### [PROVIDED DATA]
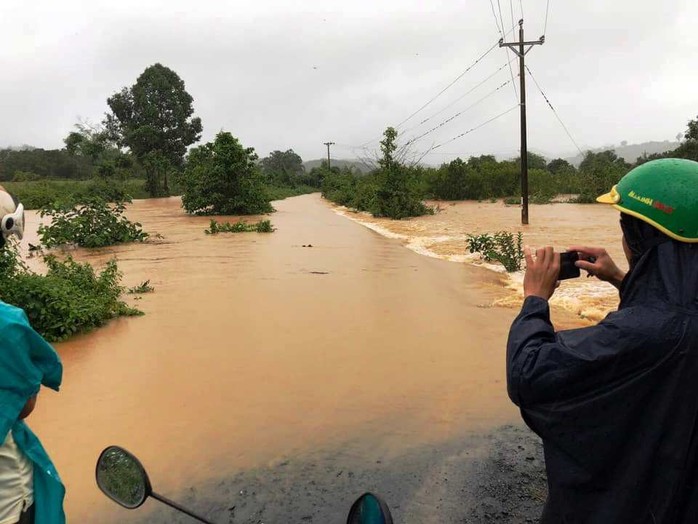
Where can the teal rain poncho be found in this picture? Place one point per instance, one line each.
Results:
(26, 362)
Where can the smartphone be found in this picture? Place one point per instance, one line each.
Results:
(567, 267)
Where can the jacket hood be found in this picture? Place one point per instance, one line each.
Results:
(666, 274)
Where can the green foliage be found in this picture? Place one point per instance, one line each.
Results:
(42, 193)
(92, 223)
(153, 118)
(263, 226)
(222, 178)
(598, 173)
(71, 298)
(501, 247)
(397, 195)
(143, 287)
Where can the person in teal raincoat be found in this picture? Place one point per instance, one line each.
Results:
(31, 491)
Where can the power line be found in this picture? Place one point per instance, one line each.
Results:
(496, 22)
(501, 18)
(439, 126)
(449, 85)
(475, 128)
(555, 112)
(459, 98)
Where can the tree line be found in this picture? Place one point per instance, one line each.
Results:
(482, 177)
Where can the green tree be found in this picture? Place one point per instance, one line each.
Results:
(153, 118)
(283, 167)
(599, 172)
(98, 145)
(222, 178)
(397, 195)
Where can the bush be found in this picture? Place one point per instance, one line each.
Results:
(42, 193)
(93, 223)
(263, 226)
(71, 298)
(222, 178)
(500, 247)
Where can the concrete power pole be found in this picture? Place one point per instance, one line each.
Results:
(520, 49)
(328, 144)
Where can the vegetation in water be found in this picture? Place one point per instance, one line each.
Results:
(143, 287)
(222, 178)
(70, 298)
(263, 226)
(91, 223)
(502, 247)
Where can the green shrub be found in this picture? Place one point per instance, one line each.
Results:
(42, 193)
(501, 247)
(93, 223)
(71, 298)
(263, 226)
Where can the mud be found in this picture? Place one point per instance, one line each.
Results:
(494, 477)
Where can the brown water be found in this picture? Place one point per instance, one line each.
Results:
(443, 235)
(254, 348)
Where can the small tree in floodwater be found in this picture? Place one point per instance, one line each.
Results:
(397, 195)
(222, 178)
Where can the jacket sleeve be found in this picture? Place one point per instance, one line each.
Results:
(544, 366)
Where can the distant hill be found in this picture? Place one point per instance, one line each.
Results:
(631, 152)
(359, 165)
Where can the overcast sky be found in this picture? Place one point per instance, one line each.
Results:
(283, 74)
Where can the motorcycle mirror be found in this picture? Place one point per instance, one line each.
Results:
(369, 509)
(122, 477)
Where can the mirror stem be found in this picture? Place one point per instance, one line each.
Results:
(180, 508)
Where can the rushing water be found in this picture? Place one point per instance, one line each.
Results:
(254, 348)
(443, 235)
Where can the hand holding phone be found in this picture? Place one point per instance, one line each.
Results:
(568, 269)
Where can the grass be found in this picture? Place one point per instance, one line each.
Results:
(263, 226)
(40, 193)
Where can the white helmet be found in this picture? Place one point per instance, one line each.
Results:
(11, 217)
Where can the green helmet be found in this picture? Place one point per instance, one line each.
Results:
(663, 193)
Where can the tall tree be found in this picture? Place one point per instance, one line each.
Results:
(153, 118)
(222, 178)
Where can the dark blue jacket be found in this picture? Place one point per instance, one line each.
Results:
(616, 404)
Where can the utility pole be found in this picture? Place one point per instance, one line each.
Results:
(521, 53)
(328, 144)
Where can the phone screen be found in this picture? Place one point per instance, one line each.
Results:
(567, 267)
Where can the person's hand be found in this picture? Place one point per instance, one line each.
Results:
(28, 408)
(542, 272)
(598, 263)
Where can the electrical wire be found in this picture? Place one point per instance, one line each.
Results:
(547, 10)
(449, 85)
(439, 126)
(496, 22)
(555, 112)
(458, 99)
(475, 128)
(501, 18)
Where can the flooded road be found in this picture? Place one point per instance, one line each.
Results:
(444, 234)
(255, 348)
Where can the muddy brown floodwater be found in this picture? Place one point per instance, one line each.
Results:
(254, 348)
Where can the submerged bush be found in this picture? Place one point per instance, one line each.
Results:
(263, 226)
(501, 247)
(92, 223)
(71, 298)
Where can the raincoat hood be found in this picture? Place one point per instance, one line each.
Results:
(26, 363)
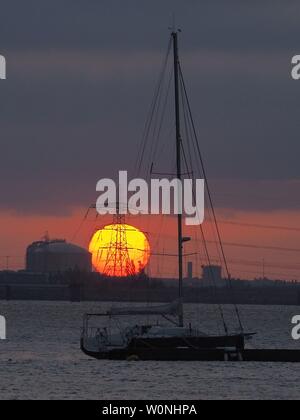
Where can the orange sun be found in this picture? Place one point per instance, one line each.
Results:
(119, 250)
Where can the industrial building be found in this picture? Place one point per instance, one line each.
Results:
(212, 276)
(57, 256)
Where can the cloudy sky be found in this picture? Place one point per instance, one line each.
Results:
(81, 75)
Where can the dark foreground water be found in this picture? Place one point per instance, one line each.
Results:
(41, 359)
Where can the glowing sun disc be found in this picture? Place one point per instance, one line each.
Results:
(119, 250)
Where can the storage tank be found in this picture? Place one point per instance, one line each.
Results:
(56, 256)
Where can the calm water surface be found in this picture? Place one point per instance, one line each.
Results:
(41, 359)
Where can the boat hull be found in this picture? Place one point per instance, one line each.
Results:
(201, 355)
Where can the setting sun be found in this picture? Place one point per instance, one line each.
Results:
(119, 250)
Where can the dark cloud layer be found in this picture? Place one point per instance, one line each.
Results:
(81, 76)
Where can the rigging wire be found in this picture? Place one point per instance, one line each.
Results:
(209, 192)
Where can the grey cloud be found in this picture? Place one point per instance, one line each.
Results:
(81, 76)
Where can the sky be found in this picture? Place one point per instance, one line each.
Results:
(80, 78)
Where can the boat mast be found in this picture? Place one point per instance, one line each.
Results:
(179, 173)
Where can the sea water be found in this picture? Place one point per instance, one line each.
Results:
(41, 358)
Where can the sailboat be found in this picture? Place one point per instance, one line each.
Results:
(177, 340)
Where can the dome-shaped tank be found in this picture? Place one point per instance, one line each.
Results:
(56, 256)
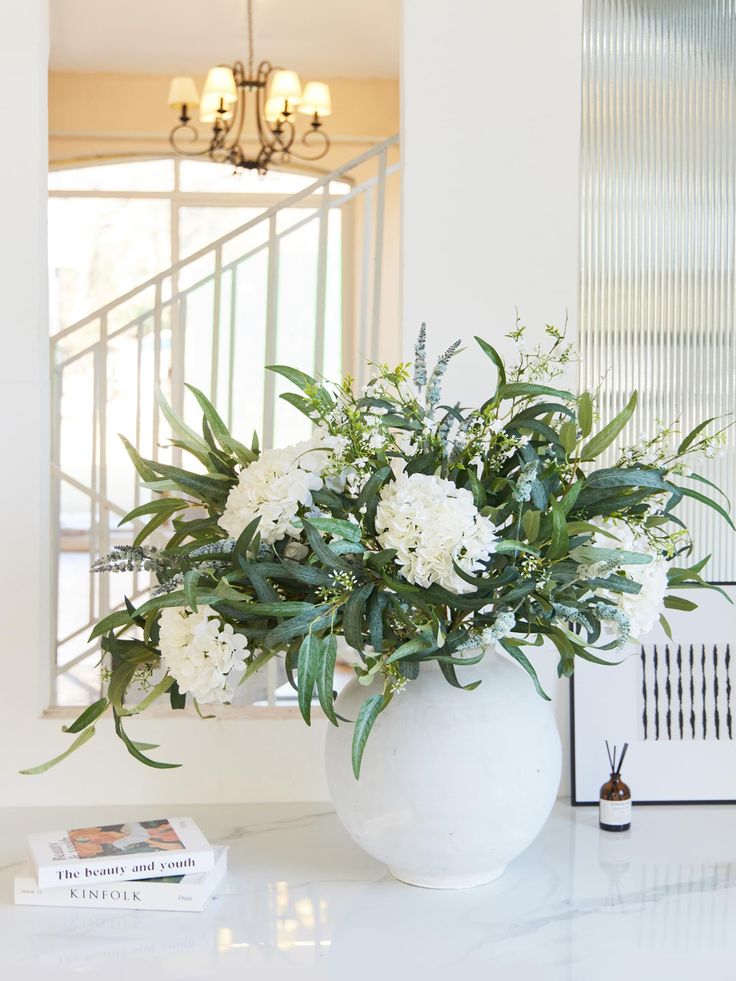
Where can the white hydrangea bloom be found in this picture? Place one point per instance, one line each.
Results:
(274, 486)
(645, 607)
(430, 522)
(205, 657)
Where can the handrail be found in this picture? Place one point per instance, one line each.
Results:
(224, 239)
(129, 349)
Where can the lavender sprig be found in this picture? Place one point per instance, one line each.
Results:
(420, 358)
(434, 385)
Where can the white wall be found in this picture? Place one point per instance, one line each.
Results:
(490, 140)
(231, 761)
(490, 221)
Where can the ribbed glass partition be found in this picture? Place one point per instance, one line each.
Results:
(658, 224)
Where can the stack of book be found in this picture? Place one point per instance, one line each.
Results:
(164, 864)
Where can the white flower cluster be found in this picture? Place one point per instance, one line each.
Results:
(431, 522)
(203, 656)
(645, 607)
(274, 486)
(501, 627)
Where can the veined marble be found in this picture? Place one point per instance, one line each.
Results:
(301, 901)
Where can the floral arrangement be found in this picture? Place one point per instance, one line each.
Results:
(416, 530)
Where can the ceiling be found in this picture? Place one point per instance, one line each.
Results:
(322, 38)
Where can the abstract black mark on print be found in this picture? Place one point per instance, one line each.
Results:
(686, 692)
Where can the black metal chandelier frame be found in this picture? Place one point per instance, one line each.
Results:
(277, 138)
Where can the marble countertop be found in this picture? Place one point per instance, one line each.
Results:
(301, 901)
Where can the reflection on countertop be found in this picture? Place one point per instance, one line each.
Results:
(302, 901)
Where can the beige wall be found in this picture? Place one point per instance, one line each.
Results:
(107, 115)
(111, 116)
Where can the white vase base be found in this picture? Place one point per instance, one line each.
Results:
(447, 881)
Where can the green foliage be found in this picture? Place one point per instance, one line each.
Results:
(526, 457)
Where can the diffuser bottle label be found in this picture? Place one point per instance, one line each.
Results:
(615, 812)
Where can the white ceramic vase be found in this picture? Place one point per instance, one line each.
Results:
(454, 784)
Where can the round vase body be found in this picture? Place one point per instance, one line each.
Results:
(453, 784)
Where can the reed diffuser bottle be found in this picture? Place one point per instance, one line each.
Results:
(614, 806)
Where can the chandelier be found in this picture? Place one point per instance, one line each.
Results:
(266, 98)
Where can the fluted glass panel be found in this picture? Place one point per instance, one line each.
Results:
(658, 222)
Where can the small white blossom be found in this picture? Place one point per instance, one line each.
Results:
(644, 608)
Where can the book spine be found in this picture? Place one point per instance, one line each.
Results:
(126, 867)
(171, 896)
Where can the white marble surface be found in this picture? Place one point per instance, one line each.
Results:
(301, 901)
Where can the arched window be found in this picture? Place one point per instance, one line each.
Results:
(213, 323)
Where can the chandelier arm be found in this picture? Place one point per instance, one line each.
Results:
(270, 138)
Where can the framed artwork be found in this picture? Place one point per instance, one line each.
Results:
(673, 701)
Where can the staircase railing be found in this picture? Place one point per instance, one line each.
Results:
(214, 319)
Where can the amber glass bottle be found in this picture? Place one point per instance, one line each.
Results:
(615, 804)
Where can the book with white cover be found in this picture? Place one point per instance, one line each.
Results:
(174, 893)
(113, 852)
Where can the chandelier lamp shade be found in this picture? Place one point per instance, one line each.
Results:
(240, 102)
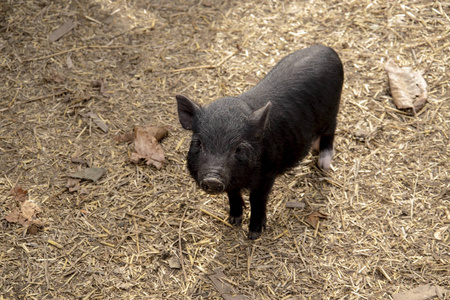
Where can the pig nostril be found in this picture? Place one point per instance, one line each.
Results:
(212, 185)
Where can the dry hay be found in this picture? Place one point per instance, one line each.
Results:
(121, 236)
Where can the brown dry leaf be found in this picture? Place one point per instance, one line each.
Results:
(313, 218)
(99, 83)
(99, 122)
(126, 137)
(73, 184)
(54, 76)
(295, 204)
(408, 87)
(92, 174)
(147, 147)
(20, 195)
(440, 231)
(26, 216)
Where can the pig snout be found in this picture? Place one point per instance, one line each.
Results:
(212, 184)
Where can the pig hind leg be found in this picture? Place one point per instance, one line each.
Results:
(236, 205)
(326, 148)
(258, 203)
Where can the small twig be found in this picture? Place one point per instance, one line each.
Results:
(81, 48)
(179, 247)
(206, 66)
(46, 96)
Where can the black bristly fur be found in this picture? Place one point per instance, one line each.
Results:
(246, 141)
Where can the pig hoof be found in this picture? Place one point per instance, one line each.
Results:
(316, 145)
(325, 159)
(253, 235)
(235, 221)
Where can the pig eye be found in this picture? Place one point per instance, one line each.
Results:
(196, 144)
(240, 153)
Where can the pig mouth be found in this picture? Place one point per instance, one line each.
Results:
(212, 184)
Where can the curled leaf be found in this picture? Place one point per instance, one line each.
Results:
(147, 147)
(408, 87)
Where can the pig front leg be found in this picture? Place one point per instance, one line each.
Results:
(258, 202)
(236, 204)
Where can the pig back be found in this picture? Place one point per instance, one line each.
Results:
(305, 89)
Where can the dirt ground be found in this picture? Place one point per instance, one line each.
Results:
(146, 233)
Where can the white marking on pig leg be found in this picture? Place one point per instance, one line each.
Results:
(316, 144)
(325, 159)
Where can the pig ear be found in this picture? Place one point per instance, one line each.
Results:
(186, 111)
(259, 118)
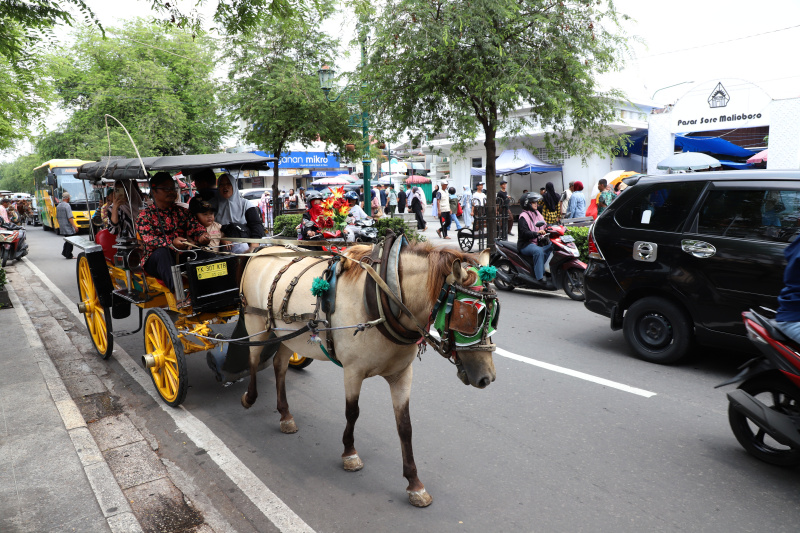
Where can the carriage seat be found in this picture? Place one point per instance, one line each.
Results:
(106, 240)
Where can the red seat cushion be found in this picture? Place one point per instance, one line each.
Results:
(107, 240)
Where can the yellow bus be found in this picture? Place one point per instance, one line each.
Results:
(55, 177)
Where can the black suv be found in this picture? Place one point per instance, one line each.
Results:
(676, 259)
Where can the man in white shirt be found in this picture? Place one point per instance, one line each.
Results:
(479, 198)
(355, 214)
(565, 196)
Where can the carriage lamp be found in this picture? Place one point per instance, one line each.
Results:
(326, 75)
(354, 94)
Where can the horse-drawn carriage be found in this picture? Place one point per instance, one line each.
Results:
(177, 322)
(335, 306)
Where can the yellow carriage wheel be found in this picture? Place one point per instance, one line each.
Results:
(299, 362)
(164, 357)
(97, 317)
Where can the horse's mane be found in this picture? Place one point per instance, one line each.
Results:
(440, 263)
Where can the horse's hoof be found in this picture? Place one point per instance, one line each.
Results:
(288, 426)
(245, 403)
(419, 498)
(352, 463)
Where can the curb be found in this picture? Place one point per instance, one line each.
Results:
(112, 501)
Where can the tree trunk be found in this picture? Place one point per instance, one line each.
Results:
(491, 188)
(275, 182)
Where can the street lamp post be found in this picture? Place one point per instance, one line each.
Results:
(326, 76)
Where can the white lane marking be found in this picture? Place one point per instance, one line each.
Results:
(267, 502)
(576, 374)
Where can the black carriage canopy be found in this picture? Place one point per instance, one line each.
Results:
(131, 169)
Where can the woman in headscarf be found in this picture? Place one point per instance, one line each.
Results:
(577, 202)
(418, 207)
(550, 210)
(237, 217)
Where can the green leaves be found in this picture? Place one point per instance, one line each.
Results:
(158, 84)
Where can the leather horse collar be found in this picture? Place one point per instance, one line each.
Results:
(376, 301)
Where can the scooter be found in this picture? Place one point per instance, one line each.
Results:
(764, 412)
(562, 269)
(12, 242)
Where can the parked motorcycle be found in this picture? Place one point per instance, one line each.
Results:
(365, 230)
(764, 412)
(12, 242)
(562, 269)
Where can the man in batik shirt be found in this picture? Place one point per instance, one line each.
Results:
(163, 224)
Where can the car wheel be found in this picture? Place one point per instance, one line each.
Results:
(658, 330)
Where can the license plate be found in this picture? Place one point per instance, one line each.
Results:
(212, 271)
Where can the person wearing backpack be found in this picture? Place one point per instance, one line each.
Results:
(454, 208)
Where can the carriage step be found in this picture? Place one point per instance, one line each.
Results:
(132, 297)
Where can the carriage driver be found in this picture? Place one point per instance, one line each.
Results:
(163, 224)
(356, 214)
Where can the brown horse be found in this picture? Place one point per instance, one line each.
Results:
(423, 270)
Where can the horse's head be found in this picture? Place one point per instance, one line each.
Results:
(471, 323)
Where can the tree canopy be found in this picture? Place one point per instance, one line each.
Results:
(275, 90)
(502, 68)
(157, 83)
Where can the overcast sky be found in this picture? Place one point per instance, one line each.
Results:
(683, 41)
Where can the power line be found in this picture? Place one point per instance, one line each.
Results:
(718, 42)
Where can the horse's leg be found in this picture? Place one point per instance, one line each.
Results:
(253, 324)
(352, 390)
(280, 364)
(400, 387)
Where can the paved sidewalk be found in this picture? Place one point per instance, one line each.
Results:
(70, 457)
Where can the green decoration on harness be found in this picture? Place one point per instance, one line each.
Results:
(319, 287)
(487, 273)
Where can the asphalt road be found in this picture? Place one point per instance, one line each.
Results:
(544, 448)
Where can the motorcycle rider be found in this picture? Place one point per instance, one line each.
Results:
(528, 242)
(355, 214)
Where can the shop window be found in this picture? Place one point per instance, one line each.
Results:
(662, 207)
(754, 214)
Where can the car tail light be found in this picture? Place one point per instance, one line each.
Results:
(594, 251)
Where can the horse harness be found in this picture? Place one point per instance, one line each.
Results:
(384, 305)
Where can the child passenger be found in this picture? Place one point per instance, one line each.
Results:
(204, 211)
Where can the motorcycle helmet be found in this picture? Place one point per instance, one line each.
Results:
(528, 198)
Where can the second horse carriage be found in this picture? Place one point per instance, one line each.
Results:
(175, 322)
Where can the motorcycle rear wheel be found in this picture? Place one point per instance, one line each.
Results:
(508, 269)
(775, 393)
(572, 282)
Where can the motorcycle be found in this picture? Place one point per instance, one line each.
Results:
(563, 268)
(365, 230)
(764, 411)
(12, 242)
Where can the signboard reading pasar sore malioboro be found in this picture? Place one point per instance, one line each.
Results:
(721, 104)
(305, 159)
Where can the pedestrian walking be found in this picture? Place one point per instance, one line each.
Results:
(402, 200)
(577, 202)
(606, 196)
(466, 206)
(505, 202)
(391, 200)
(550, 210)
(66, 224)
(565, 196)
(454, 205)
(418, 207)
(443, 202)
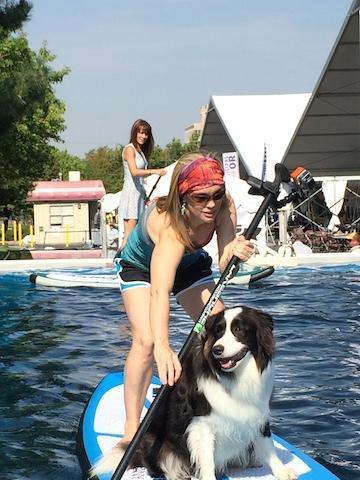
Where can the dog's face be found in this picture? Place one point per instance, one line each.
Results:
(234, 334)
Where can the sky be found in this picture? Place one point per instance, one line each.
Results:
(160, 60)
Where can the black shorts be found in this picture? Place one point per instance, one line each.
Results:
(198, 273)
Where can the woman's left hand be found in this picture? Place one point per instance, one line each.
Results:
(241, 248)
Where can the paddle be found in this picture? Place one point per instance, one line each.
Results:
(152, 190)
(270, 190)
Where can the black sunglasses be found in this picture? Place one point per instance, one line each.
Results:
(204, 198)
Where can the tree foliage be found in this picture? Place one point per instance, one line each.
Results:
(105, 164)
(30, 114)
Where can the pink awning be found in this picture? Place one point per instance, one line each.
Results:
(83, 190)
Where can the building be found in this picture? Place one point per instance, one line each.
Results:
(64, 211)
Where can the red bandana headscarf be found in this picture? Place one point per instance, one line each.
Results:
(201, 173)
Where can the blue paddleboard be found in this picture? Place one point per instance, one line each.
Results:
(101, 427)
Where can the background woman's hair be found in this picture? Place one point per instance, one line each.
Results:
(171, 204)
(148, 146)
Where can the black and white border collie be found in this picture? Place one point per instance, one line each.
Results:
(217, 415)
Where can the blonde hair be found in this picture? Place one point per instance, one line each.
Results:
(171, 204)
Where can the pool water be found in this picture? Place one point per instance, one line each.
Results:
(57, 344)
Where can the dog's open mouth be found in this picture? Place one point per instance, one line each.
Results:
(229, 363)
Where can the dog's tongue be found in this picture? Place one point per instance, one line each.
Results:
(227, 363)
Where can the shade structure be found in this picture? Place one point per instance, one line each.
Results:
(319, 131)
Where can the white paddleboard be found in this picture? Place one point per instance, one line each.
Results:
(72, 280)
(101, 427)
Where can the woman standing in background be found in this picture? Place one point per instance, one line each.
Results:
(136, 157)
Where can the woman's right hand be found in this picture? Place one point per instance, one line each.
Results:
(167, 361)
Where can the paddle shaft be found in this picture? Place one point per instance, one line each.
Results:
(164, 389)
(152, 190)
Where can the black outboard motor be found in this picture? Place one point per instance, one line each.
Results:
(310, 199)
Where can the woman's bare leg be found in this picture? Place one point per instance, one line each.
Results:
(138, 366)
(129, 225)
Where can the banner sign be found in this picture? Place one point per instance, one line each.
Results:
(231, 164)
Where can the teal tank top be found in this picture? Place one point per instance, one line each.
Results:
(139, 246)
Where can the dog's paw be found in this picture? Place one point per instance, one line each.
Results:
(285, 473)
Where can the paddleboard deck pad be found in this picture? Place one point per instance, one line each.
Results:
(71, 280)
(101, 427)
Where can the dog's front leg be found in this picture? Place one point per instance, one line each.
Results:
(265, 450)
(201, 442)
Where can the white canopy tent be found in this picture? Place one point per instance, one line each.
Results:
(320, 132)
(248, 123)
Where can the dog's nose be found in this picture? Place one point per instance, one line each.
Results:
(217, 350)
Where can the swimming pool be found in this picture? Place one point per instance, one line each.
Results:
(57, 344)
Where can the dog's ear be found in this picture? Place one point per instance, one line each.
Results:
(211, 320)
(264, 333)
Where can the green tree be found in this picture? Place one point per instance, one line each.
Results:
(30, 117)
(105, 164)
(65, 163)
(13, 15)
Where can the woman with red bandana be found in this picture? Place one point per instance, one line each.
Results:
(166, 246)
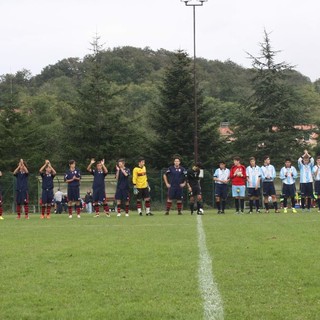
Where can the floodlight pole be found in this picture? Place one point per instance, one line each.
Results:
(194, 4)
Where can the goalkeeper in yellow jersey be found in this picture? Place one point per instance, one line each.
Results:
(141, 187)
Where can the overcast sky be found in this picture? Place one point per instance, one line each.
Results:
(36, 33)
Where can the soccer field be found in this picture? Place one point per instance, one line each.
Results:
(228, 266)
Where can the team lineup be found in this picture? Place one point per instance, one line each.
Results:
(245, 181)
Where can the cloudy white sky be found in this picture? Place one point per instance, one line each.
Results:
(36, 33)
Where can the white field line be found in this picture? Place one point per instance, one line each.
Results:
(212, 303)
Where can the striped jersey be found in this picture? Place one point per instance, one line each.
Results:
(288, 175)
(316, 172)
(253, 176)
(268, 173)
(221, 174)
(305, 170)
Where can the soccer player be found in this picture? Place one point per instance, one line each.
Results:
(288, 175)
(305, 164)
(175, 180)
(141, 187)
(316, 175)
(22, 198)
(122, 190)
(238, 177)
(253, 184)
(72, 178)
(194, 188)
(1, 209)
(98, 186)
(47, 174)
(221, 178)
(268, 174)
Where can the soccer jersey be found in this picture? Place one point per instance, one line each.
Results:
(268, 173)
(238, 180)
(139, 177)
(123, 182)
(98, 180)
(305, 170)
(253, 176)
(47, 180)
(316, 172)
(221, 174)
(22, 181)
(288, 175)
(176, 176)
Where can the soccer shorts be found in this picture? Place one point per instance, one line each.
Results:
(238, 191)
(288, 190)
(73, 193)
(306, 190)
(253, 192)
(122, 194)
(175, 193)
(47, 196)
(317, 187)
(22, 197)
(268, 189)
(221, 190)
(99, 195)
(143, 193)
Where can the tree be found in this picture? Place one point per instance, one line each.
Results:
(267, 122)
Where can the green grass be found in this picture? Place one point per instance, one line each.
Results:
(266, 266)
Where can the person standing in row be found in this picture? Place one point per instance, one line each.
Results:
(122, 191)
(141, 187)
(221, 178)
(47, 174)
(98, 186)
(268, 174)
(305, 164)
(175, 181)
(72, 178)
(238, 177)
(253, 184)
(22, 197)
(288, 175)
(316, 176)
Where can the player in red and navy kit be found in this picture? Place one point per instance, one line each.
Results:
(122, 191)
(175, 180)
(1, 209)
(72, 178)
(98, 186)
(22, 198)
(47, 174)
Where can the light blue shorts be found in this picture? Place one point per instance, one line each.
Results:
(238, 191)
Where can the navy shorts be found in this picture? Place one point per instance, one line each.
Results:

### [WHAT THE TASK REQUIRES]
What is the number of lines in the listing that contain the string "harness"? Reply with that number alone.

### [EXPECTED ANSWER]
2